**DIRECTIONS**
1) Replace "deployment" with "serving" in the custom quantization overview, and write out the passage that begins at the words "Quantize Using NxD#" and stops after "equally from quantization.".
2) Count how many lines of the listing contain the word "positive", and reply with that number alone.

Custom Quantization#
Overview#
This document gives an overview of customizable quantization feature in the NxD Inference. Users can specify which modules should not be converted during quantization, allowing custom quantized model inference. Users can take an un-quantized model and apply selective quantization to specific layers while keeping others in full precision.
The document also explains how to use external libraries like llmcompressor, including quantization config setup and applying necessary patches. It also covers running inference with quantized models and specifying unconverted modules through either command-line arguments or NeuronConfig kwargs.
Quantization#
Custom quantization allows users to have fine-grained control over which layers of the model are quantized. This can be particularly useful for maintaining model accuracy while still benefiting from the reduced memory footprint of quantization. For more detailed information on quantization techniques and implementation, please refer to the quantization feature guide.
Quantize Using NxD#
Quantization can significantly reduce the model size and inference time, making it more suitable for deployment of large models that typically cannot fit on a single instance. However, not all layers of the model benefit equally from quantization.

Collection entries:
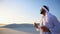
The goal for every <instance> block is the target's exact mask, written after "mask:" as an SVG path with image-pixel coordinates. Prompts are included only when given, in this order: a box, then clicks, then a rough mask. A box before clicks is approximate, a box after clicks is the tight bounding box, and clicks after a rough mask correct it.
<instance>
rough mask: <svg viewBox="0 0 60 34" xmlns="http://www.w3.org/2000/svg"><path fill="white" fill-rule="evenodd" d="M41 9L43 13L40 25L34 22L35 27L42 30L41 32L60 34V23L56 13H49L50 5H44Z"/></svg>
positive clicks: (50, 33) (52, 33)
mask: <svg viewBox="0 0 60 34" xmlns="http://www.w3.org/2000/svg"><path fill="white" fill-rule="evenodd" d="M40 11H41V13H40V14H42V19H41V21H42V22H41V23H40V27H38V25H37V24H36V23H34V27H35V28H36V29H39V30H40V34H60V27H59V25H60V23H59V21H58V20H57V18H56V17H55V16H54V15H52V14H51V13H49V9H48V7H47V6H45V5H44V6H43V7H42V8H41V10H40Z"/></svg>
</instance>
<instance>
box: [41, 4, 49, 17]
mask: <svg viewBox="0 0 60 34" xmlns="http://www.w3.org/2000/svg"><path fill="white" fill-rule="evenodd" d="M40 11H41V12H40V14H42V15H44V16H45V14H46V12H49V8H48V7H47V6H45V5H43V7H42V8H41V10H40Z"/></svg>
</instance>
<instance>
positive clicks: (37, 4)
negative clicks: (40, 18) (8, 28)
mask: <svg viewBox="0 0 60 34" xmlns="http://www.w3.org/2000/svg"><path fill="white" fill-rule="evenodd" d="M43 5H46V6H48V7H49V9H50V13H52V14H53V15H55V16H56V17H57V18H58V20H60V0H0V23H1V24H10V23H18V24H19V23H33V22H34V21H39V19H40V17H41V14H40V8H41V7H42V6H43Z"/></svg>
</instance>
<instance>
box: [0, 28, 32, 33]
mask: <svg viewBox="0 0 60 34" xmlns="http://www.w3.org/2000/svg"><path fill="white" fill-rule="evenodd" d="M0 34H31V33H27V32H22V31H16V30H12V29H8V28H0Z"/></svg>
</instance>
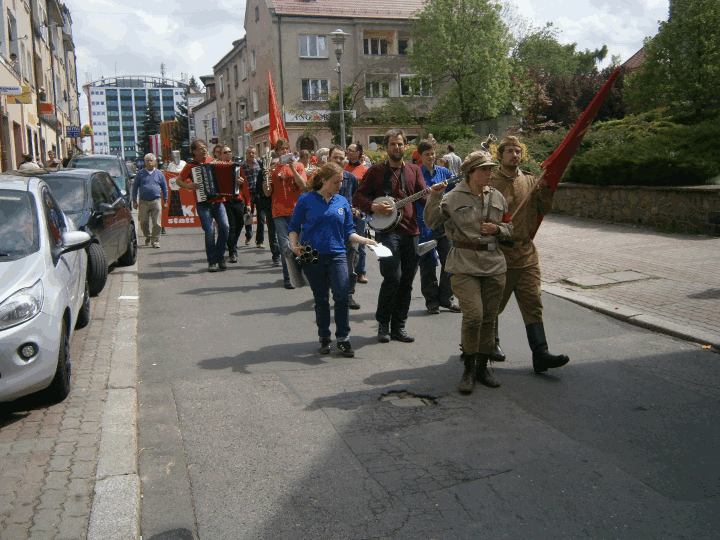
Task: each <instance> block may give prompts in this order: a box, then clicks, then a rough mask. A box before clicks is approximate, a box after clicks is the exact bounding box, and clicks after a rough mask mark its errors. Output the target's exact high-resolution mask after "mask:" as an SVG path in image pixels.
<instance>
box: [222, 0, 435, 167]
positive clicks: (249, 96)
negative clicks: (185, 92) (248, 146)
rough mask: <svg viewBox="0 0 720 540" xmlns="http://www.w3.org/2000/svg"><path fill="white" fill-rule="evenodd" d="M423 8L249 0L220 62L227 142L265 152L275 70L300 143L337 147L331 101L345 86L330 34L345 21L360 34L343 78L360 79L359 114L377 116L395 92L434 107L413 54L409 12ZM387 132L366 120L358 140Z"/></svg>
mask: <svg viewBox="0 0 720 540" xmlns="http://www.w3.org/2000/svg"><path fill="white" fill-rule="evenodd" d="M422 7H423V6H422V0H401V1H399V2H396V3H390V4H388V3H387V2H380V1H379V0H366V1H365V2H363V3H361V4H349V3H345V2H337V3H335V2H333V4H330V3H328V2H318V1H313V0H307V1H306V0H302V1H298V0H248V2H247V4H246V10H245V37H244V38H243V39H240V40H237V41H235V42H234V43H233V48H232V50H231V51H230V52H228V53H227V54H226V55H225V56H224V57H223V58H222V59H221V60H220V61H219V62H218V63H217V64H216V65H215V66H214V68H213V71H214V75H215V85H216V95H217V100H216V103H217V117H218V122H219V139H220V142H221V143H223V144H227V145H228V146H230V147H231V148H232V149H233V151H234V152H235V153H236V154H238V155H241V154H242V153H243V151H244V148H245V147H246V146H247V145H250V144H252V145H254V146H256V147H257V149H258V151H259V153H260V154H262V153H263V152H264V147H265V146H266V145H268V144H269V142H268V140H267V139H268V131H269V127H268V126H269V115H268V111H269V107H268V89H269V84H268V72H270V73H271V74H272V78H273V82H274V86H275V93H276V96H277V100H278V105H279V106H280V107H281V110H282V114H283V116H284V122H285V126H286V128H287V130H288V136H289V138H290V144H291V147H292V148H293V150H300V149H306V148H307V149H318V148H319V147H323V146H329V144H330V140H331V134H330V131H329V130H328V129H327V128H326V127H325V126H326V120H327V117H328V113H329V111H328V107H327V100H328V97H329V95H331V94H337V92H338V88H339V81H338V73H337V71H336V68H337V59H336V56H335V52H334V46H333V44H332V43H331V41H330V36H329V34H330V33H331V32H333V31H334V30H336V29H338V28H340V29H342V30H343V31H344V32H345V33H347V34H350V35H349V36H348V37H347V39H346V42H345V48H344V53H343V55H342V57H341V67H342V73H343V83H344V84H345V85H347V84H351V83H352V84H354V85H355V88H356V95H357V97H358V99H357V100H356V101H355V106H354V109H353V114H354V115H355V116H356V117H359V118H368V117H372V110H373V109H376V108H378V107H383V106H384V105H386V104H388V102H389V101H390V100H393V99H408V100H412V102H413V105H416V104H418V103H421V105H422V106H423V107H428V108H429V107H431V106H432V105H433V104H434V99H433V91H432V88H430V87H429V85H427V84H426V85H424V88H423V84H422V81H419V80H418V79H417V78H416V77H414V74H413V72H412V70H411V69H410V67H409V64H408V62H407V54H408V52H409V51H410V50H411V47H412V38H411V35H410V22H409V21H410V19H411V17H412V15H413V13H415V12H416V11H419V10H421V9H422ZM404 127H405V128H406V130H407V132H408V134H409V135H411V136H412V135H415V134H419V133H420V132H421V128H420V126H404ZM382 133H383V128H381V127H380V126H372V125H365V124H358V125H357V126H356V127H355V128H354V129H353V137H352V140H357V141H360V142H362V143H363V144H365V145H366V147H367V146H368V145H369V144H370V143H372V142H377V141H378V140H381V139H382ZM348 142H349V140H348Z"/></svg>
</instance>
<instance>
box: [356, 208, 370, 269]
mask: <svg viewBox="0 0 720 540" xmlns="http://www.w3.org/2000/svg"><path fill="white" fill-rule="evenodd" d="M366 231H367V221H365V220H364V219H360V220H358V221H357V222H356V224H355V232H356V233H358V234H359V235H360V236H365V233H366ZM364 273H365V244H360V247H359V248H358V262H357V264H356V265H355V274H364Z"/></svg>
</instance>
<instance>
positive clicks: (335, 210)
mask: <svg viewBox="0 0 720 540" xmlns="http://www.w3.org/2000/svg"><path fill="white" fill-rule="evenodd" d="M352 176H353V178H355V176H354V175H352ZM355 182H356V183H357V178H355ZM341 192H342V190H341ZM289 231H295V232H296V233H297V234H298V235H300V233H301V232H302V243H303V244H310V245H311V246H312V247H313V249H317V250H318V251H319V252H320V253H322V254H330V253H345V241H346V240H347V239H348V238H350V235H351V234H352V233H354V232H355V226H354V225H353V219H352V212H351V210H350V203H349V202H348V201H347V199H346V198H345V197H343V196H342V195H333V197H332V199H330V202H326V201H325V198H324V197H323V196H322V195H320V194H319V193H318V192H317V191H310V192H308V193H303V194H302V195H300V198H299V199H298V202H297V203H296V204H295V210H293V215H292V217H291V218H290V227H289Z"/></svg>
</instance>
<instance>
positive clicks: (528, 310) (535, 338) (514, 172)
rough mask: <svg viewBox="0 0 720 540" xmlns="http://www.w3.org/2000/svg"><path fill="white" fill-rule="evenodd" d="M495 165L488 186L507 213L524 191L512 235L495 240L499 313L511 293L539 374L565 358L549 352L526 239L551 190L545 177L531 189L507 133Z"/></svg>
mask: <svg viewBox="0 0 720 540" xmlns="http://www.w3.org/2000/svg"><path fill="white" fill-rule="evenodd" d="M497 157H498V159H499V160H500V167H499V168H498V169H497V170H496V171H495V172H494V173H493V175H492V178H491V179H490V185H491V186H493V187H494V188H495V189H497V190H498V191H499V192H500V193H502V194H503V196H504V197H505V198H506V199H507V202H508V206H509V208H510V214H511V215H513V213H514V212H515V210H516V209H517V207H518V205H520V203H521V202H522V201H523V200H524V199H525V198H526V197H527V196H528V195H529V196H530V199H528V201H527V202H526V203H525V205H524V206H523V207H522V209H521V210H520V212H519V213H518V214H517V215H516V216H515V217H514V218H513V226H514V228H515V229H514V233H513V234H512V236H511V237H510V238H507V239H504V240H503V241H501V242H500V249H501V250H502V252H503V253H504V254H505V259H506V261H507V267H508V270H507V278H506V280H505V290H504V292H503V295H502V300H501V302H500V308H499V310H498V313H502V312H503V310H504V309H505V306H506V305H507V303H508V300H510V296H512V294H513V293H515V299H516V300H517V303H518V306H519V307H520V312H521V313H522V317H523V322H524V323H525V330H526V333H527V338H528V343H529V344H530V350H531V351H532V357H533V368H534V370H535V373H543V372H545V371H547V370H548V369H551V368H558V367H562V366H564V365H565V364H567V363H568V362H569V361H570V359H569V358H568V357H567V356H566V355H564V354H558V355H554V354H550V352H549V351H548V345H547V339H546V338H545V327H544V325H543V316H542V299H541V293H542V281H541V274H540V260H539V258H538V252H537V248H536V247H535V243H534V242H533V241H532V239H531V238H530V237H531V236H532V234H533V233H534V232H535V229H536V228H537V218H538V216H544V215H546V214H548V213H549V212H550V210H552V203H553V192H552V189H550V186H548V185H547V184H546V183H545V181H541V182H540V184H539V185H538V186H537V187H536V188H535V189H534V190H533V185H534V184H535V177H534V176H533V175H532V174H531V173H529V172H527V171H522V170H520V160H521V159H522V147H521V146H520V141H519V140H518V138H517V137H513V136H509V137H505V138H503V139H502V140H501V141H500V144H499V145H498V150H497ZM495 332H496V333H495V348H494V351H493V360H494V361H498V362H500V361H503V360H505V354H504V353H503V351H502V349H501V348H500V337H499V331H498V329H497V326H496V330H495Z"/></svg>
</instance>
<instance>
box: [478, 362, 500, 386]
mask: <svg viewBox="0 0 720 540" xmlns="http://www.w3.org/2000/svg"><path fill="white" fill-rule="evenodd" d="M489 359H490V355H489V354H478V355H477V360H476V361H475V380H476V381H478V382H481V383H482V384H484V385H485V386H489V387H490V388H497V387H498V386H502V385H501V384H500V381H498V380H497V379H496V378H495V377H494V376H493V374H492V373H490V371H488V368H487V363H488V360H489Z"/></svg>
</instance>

**SOLUTIONS**
1)
Quantize Using NxD#
Quantization can significantly reduce the model size and inference time, making it more suitable for serving of large models that typically cannot fit on a single instance. However, not all layers of the model benefit equally from quantization.

2) 5